[THE REQUEST]
Put these lines into a JSON list of strings, one string per line, and leave out the blank lines.

— START OF INPUT FOR THIS TASK —

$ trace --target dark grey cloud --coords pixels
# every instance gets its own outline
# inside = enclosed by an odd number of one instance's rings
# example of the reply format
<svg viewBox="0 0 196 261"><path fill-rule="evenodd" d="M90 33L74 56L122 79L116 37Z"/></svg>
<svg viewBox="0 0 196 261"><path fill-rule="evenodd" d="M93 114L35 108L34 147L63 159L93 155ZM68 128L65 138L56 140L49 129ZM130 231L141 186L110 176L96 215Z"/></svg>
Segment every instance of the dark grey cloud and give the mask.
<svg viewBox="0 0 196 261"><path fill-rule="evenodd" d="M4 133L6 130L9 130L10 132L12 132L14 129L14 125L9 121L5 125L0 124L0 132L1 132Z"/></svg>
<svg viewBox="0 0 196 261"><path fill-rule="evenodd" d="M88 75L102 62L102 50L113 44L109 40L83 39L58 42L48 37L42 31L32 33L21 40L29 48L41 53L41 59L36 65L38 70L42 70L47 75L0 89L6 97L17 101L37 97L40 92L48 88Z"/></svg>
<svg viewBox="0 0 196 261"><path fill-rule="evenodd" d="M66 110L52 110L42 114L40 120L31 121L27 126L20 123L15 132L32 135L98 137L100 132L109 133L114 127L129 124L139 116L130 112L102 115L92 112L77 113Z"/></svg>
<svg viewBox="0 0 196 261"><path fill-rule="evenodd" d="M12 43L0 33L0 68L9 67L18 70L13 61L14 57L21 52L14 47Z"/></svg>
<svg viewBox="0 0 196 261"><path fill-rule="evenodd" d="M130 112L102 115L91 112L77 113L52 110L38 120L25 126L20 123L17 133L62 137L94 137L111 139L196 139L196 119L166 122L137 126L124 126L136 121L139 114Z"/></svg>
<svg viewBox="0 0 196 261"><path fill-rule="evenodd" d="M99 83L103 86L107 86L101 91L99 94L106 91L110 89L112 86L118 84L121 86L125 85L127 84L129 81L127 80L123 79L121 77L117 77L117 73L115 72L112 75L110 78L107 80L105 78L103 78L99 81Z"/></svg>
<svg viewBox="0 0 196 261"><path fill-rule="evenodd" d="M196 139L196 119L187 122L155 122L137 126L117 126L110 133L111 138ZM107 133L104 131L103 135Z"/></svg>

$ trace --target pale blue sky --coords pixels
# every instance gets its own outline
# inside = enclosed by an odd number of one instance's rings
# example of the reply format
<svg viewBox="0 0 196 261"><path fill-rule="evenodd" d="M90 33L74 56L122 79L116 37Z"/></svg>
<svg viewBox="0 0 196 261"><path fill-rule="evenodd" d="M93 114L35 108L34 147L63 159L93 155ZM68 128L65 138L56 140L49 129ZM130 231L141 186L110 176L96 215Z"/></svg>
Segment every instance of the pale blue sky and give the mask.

— END OF INPUT FOR THIS TASK —

[EXPECTED ANSWER]
[
  "$ trace --target dark grey cloud --coords pixels",
  "# every instance gets its own outline",
  "# inside = enclosed by an odd number of one instance's rings",
  "# example of the reply format",
  "<svg viewBox=\"0 0 196 261\"><path fill-rule=\"evenodd\" d=\"M90 33L74 56L122 79L116 37Z\"/></svg>",
  "<svg viewBox=\"0 0 196 261\"><path fill-rule=\"evenodd\" d=\"M93 114L35 108L34 147L63 159L93 155ZM68 128L65 138L56 140L49 129ZM130 231L141 186L110 176L96 215Z\"/></svg>",
  "Segment every instance of the dark grey cloud and give the mask.",
  "<svg viewBox=\"0 0 196 261\"><path fill-rule=\"evenodd\" d=\"M4 133L6 130L9 130L10 132L12 132L14 129L14 125L9 121L5 125L0 124L0 132L1 132Z\"/></svg>",
  "<svg viewBox=\"0 0 196 261\"><path fill-rule=\"evenodd\" d=\"M88 75L102 62L102 50L113 44L109 40L83 39L58 42L48 37L42 31L32 33L21 40L29 48L41 53L41 59L36 65L38 70L42 70L47 75L0 89L6 97L17 101L37 97L40 92L48 88Z\"/></svg>",
  "<svg viewBox=\"0 0 196 261\"><path fill-rule=\"evenodd\" d=\"M66 110L52 110L42 114L40 120L31 121L27 126L20 123L15 132L32 135L98 137L100 132L109 133L114 127L129 124L139 116L130 112L102 115L92 112L77 113Z\"/></svg>",
  "<svg viewBox=\"0 0 196 261\"><path fill-rule=\"evenodd\" d=\"M12 43L0 33L0 68L9 67L18 70L13 61L14 57L21 52L14 47Z\"/></svg>",
  "<svg viewBox=\"0 0 196 261\"><path fill-rule=\"evenodd\" d=\"M130 112L102 115L91 112L77 113L52 110L38 120L25 126L20 123L17 133L62 137L94 137L111 139L196 139L196 119L166 122L137 126L124 126L136 121L139 114Z\"/></svg>",
  "<svg viewBox=\"0 0 196 261\"><path fill-rule=\"evenodd\" d=\"M99 83L103 86L107 86L101 91L99 94L106 91L110 89L112 86L118 84L121 86L125 85L127 84L129 81L127 80L123 79L121 77L117 77L117 73L115 72L112 75L110 78L107 80L105 78L103 78L99 81Z\"/></svg>",
  "<svg viewBox=\"0 0 196 261\"><path fill-rule=\"evenodd\" d=\"M196 139L196 119L187 122L155 122L137 126L117 126L110 133L111 138ZM107 133L104 131L103 135Z\"/></svg>",
  "$ trace --target pale blue sky --coords pixels",
  "# every instance gets its own outline",
  "# inside = enclosed by an odd number of one instance's rings",
  "# example of the reply format",
  "<svg viewBox=\"0 0 196 261\"><path fill-rule=\"evenodd\" d=\"M90 33L74 56L122 79L116 37Z\"/></svg>",
  "<svg viewBox=\"0 0 196 261\"><path fill-rule=\"evenodd\" d=\"M93 114L35 108L34 147L63 159L93 155ZM68 128L65 138L56 140L49 129ZM130 231L141 186L110 176L96 215Z\"/></svg>",
  "Segment every instance of the pale blue sky and give the mask."
]